Given exercise 1:
According to the news excerpt on Nissan's Barcelona plants, how many direct jobs are at stake?
Given exercise 2:
From the news excerpt on Nissan's Barcelona plants, copy the passage starting at "National and regional" and ending at "two smaller plants.".
Given exercise 3:
Shorten the paragraph in the news excerpt on Nissan's Barcelona plants that begins "National and regional authorities, together with Nissan" while keeping its main facts.

── Document excerpt ──

National and regional authorities, together with Nissan, also picked Spanish electric motorcycle manufacturer Silence and local engineering firm QEV Technologies - which leads an electric vehicle production hub integrated by Swedish manufacturers Inzile and Volta - to negotiate the fate of two smaller plants.
Nissan's three Barcelona plants employ around 3,000 people directly and 20,000 indirectly.
But only 1,600 direct jobs are at stake since the rest of the workers will benefit from early retirement and other measures, a CGT union source told Reuters.
The source said Great Wall was interested in the larger plant and would study whether it might have use for the other two, while Silence and QEV Technologies are only interested in the smaller factories.
"We are convinced we will be able to find solutions that are beneficial to everyone," Nissan's industrial head in Spain, Frank Torres, said in a statement.
In a severe blow to Spain, Europe's second-largest car producer, Nissan announced last year it would shut its three factories as part of a global restructuring.
It initially said the plants would close by December 2020 but later pushed the date back a year, as it started looking for an alternative industrial project with authorities.
Great Wall Motor has not made public its plan for the factories, but a source with knowledge of the talks said it could keep around 1,300 jobs.
A project presented by Belgian carmaker Punch for Nissan's plants has been left out of the upcoming negotiations, although officials said no option was fully excluded.

───
── Dataset excerpt ──

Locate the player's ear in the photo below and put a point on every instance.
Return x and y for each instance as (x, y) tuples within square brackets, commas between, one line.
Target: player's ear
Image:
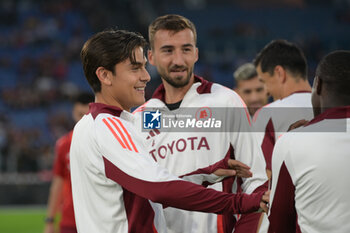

───

Complete output 1:
Only 1,600 direct jobs are at stake.

Complete output 2:
National and regional authorities, together with Nissan, also picked Spanish electric motorcycle manufacturer Silence and local engineering firm QEV Technologies - which leads an electric vehicle production hub integrated by Swedish manufacturers Inzile and Volta - to negotiate the fate of two smaller plants.

Complete output 3:
Authorities and Nissan also chose Spanish electric motorcycle maker Silence and local engineering firm QEV Technologies, which leads an electric vehicle production hub with Swedish makers Inzile and Volta, to negotiate over the two smaller plants.